PASSAGE TO READ:
[Begin]
At dusk on the 19th, Quantrill and his men saddled up and headed west towards Kansas. They arrived at the headwaters of the Grand River in Cass County 4-5 miles east of the Kansas state line shortly before dawn where they camped in a dense forest until late afternoon. Our buses drove us through a section of the wooded area where Quantrill and his men had camped. Sometime after leaving their campsite, Quantrill and his men ran into Confederate Colonel John Holt and 100 unarmed new recruits who were subsequently invited to tag along. An additional 50 men from Cass and Bates Counties also joined Quantrill for his impending raid. By that afternoon, Quantrill and his men, now 450 strong, began their travels along the creek and tree lines towards Kansas, arriving at the state line at 6:00 p.m.
The first day of the tour made its final stop at the Dye Farm located in Lamar, a few miles east of the Kansas state line.
The beautiful Dye farmhouse
In 1863, the farmhouse on the Dye Farm had been targeted and set on fire by Union troops, but one room survived. In 1971, it was discovered that President Truman lived on this farm for the first two years of his life. His first memories were of the backyard of the farmhouse. While enjoying some homemade barbecue and drinking iced tea out of tin cups, we watched a short reenactment which began with several distressed women discussing the attack on Missourians followed by Quantrill’s council meeting where Quantrill’s Captains unanimously voted to attack Lawrence. At 3:00 p.m. sharp, our buses headed back to Harrisonville marking the conclusion of the tour’s first day.
Quantrill’s council meeting was held on August 10, 1863. The reenactors belong to Elliott’s Scouts Civil War Reenactment Unit including Larry Yeatman, standing, who played Quantrill.
The second day of our tour also began in Harrisonville, Missouri with Ross Marshall as the tour guide for approximately 50 sightseers. As we headed towards Quantrill’s final stop before Lawrence, we passed through Squiresville, Kansas. Today, Squiresville is nothing more than vacant land with grass and trees, but during the Civil War Squiresville was the home of the infamous Colonel C.R. “Doc” Jennison, leader of the Kansas Jayhawkers. Squiresville also held auctions where stolen goods from Missouri would be sold. Approximately two and a half miles from Squiresville, Quantrill and his men made their final stop before Lawrence, where they rested, ate, and fed their horses. After nightfall, the men slowly made their way in columns of four to Gardner where they arrived approximately around 11:00 p.m. The lack of moon or stars made their trek into Kansas rather difficult; therefore, kidnapping a farmer near or around Gardner was deemed necessary to guide them in the proper direction. Quantrill and his men continued to kidnap farmers every mile or so until Quantrill recognized the area. From Gardner, Quantrill and his men followed the Santa Fe Trail and then headed north to Lawrence. It must have been a sight to see these men make their way to Lawrence. With 450 riders and four men to a column, the line of raiders easily stretched to a half-mile long.
[End]
WHAT YOU SHOULD DO:
Please render this sentence from the Quantrill tour account in Spanish: "The first day of the tour made its final stop at the Dye Farm located in Lamar, a few miles east of the Kansas state line."

EXTRACTED ENTRIES:
[Begin]
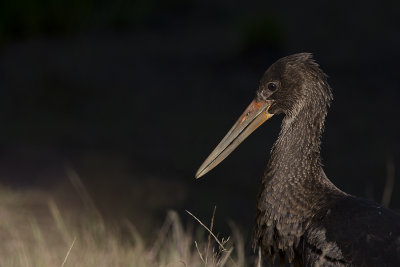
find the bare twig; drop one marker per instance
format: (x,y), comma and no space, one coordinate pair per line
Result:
(201,256)
(209,236)
(211,233)
(69,251)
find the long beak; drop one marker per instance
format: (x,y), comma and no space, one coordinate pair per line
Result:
(254,115)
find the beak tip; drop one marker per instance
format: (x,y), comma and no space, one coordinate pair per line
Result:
(199,174)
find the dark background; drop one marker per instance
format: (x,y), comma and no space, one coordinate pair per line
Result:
(133,95)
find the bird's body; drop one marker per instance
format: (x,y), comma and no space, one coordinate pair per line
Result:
(301,215)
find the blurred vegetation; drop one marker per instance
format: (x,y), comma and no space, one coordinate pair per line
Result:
(37,230)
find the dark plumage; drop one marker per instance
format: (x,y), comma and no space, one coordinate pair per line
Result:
(301,215)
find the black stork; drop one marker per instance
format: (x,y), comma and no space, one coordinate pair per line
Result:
(301,215)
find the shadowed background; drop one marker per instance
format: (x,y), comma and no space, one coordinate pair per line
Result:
(133,95)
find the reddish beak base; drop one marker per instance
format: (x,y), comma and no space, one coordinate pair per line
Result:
(254,115)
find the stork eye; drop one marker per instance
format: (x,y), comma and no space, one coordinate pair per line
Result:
(272,86)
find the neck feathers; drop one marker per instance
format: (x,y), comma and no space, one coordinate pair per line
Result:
(294,184)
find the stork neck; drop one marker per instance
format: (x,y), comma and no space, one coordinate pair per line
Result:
[End]
RIGHT ANSWER:
El primer día del recorrido hizo su última parada en la granja Dye, ubicada en Lamar, a unas pocas millas al este de la frontera estatal de Kansas.